* _Entries shown_
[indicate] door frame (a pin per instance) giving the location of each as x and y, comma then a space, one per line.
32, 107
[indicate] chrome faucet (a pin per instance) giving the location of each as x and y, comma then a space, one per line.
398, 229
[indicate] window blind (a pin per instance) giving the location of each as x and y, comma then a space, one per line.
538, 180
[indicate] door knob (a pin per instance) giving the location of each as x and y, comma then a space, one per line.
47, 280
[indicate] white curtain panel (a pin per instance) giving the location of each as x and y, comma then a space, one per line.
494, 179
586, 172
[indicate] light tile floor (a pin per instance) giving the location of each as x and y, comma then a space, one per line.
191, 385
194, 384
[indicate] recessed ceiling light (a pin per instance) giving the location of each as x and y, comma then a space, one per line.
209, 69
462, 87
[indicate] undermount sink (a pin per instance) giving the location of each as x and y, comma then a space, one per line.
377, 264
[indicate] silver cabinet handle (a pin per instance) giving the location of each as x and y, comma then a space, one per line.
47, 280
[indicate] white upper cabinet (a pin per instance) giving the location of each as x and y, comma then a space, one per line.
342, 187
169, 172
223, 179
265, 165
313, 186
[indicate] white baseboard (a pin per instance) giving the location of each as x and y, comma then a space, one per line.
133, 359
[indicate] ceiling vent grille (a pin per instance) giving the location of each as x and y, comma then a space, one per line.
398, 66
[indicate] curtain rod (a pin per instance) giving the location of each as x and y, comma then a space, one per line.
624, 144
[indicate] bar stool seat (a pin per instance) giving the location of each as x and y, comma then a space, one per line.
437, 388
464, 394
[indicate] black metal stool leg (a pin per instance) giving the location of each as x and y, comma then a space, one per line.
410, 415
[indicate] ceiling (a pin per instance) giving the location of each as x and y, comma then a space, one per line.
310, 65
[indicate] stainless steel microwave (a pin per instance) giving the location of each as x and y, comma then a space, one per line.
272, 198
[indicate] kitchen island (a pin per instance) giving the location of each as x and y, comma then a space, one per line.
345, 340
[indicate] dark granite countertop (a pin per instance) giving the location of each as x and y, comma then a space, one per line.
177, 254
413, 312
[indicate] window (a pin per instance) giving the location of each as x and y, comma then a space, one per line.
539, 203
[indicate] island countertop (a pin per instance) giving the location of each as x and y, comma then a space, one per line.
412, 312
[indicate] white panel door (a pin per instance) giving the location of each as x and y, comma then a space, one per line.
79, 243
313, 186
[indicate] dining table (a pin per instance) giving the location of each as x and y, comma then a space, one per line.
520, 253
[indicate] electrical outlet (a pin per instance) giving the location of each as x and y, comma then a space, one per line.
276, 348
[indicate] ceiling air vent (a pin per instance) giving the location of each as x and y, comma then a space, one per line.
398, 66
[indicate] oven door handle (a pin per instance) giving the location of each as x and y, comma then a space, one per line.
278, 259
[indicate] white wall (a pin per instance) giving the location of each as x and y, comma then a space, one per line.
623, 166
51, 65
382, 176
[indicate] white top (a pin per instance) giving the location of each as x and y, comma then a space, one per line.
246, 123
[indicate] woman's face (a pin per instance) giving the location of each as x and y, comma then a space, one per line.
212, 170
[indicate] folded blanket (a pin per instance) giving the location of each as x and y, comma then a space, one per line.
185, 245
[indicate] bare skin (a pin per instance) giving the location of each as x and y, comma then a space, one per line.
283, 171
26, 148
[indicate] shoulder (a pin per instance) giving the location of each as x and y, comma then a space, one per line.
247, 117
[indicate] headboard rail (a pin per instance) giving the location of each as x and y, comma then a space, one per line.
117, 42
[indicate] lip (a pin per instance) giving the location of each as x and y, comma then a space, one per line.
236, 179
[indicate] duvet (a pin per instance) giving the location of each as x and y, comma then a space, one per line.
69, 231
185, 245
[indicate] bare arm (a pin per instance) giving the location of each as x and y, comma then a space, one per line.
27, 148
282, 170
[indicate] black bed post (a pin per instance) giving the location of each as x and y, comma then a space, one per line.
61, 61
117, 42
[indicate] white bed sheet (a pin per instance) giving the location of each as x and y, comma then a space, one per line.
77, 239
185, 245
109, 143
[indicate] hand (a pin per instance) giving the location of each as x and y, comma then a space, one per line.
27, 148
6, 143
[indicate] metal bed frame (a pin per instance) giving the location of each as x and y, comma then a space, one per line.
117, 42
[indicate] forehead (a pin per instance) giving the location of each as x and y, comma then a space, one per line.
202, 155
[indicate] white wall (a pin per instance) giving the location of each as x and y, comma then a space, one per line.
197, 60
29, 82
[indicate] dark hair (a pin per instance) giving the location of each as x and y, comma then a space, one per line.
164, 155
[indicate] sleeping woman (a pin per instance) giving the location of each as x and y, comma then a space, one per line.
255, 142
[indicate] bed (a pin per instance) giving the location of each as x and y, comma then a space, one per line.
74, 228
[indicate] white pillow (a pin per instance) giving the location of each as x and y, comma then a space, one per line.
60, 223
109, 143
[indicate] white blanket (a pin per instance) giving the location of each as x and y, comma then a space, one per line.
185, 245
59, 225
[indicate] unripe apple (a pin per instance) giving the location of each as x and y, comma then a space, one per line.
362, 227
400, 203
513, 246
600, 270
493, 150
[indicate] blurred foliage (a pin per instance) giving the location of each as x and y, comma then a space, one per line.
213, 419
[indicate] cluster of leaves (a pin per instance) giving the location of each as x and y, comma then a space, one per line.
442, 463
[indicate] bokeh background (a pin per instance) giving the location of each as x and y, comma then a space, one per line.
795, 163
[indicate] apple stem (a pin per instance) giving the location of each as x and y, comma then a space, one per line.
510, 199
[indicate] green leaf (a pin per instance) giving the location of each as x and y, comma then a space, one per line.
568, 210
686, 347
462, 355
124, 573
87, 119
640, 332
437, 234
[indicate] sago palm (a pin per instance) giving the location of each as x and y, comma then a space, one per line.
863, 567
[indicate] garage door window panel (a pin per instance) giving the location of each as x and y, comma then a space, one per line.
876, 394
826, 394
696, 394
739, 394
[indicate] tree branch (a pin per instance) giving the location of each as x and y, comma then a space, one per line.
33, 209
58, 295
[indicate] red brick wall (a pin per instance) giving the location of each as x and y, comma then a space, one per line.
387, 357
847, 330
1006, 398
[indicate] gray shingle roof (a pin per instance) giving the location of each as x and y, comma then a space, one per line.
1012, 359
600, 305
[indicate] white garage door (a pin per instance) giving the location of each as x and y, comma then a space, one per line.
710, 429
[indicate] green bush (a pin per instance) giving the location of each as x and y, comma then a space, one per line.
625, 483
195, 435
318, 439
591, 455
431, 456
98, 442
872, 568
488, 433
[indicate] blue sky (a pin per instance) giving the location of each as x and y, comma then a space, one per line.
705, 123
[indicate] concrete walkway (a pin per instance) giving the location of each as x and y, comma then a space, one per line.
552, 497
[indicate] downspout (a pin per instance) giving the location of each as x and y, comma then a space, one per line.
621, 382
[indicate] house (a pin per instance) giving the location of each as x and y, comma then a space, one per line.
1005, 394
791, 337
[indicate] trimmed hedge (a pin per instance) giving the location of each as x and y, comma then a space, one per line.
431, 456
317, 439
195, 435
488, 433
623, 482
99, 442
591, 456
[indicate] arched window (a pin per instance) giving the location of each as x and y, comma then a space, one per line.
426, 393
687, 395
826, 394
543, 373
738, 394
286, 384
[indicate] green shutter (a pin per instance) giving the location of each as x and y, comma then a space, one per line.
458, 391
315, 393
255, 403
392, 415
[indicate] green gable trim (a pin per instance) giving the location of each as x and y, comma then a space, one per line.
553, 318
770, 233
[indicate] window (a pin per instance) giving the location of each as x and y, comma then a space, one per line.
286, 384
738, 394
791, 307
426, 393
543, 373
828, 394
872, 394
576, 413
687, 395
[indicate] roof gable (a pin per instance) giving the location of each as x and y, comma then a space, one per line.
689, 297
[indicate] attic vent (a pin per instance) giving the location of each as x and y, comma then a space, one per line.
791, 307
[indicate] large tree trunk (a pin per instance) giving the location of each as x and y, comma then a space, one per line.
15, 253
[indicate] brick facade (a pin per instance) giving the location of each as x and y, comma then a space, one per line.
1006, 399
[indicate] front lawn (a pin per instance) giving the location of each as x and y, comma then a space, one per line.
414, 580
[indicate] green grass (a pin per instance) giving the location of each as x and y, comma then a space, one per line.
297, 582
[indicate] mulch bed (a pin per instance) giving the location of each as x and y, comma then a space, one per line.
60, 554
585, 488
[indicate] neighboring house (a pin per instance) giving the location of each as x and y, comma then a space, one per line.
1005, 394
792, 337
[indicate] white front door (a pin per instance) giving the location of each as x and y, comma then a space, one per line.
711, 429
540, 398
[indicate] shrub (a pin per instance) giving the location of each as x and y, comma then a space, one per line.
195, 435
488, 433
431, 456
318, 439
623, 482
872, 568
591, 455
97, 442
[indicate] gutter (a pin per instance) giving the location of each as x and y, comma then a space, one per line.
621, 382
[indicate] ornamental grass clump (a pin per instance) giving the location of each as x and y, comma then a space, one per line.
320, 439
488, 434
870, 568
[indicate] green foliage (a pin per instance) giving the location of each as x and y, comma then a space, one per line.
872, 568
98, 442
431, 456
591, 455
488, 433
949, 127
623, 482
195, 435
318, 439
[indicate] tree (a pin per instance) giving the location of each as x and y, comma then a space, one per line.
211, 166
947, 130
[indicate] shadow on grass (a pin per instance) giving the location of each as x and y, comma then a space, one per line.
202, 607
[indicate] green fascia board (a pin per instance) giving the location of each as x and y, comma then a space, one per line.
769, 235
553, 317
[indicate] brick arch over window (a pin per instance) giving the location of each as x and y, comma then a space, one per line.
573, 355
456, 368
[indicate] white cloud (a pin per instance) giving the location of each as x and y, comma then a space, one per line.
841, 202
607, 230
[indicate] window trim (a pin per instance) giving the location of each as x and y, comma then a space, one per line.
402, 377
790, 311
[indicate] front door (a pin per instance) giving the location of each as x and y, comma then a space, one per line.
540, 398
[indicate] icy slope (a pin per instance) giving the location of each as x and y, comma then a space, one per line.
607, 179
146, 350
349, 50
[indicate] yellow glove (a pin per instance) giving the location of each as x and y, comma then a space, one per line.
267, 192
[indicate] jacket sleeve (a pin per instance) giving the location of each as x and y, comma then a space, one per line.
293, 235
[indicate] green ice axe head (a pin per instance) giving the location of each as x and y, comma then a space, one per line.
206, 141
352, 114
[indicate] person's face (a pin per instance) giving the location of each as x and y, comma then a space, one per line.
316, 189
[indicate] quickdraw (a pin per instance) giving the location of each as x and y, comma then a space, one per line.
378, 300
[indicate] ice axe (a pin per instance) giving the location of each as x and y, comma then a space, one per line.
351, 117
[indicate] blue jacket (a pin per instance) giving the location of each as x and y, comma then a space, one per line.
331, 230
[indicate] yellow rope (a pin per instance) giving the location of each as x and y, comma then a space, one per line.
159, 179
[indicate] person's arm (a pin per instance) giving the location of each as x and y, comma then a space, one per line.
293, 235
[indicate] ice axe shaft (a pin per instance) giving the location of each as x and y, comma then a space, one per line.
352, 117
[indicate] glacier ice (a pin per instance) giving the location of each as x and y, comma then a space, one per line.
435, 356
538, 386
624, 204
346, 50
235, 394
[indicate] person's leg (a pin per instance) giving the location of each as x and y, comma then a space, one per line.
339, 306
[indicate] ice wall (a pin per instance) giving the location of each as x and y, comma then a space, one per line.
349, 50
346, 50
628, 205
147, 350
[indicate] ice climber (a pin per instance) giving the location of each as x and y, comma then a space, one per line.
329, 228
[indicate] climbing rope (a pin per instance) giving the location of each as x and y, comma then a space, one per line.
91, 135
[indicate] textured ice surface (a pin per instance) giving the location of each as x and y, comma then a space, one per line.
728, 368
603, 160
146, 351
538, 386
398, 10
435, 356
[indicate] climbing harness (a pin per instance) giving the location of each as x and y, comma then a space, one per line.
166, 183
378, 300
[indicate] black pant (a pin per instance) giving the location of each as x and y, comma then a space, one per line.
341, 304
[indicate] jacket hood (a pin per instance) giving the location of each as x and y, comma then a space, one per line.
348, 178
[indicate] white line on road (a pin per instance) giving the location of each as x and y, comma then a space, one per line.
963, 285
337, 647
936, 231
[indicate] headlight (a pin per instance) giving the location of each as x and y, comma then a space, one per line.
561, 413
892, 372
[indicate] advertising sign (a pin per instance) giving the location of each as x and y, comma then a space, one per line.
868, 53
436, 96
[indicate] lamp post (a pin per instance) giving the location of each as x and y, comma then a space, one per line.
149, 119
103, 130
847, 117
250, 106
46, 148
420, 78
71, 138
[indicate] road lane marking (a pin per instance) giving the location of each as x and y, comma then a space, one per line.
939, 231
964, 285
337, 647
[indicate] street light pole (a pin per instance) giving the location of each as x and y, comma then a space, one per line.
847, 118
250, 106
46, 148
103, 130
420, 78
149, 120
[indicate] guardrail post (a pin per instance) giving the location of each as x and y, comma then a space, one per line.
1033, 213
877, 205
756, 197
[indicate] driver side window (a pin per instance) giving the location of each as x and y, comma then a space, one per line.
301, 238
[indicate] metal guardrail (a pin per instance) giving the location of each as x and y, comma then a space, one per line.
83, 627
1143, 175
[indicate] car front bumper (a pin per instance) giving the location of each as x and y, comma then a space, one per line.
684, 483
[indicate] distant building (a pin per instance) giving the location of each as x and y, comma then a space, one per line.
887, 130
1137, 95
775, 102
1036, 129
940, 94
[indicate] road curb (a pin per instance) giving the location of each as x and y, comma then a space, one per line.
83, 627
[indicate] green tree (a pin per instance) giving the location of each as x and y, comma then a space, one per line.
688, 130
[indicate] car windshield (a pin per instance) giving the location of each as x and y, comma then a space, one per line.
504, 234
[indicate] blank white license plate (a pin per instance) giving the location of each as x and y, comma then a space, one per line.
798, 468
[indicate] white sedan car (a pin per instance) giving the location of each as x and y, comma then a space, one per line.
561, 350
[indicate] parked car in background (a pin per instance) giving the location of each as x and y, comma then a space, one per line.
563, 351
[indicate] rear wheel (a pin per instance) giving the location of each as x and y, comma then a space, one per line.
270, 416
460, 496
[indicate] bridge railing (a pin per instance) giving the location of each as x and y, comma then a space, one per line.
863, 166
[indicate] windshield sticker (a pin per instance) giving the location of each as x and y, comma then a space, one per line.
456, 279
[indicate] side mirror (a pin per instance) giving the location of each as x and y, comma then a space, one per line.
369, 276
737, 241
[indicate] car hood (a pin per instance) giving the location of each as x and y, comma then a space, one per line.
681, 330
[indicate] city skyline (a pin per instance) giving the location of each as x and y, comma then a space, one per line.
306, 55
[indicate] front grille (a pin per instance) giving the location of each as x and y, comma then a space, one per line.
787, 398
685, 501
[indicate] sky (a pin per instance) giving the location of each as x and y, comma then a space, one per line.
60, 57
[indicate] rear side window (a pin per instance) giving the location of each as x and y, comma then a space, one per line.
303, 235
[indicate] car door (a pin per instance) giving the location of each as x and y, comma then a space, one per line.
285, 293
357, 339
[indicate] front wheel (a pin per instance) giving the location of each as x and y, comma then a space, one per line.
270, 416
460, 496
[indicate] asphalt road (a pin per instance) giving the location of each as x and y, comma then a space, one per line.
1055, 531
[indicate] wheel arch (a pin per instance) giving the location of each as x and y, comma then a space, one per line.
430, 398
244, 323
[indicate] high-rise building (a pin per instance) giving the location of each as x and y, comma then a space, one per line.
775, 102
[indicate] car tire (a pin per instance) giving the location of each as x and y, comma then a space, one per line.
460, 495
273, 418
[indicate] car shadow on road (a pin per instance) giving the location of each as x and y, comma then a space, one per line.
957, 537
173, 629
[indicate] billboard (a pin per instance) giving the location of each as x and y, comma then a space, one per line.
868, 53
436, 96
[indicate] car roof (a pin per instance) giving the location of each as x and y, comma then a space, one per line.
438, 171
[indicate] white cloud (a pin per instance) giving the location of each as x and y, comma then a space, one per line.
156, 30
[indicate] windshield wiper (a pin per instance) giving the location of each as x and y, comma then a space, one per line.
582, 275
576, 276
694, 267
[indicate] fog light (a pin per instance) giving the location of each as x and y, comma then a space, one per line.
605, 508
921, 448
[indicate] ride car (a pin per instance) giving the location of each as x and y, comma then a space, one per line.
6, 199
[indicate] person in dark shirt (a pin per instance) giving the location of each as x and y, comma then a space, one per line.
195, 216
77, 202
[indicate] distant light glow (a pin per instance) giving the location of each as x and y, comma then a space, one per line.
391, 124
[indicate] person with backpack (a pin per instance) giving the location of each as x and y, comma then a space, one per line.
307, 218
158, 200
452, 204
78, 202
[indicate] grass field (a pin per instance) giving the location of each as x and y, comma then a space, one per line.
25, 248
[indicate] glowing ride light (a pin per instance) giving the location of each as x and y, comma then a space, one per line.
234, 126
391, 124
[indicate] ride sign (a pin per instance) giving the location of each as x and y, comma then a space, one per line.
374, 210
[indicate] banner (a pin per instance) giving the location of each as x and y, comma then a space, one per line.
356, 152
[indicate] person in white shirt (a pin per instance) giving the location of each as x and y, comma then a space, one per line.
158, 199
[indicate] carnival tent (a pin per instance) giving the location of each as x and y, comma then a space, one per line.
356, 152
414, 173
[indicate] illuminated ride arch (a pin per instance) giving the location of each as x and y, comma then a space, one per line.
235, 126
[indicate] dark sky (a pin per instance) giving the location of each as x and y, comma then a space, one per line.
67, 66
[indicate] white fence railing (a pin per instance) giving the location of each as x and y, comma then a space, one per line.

* _Work required_
Exactly as written, give again every line from the one containing "[indicate] windshield wiper" through the last line of the material above, and no other lines.

* _Exercise response_
[indicate] windshield wiper (a pin per instance) giving the location of each as x and y, comma then a space, one per line.
582, 275
576, 276
694, 267
[indicate] fog light (a pin per instance) giving the location of each as x and y, comma then a space, one per line.
605, 508
921, 448
[indicate] ride car (a pin per instance) giving the location of each as x and y, comma then a space, one per line.
6, 199
[indicate] person in dark shirt (a pin per instance) giving the location of each as x and y, comma then a space, one per line.
195, 216
77, 202
[indicate] distant light glow (a pin per instance) giving the location of each as x and y, comma then a space, one per line.
391, 124
[indicate] person with backpack (a pin per instance) giving the location of each as x and y, comma then a space, one per line.
307, 218
158, 200
452, 204
78, 202
[indicate] grass field (a pin per instance) giving the location of each as x and y, comma then a space, one per line.
25, 248
[indicate] glowing ride light (a pin per instance) giving the location of each as x and y, comma then a space, one per line.
234, 126
391, 124
[indicate] ride sign (a pin per instance) giving the location of each as x and y, comma then a space, one per line.
374, 210
[indicate] banner (a pin per instance) giving the location of each as x and y, comma then a space, one per line.
356, 152
[indicate] person in white shirt (a pin per instance) giving the location of each as x and y, comma then a space, one per line.
158, 199
[indicate] carnival tent (a pin per instance) giving the location of each as x and y, comma then a space, one per line.
356, 152
414, 173
[indicate] illuminated ride arch (a pin per instance) giving the location of each as x and y, comma then a space, one per line.
235, 126
[indicate] dark sky (a pin per instance) giving the location of each as x and y, comma then a space, one per line.
67, 66
[indicate] white fence railing (a pin per instance) giving the location of each as x and y, comma then a space, one per line.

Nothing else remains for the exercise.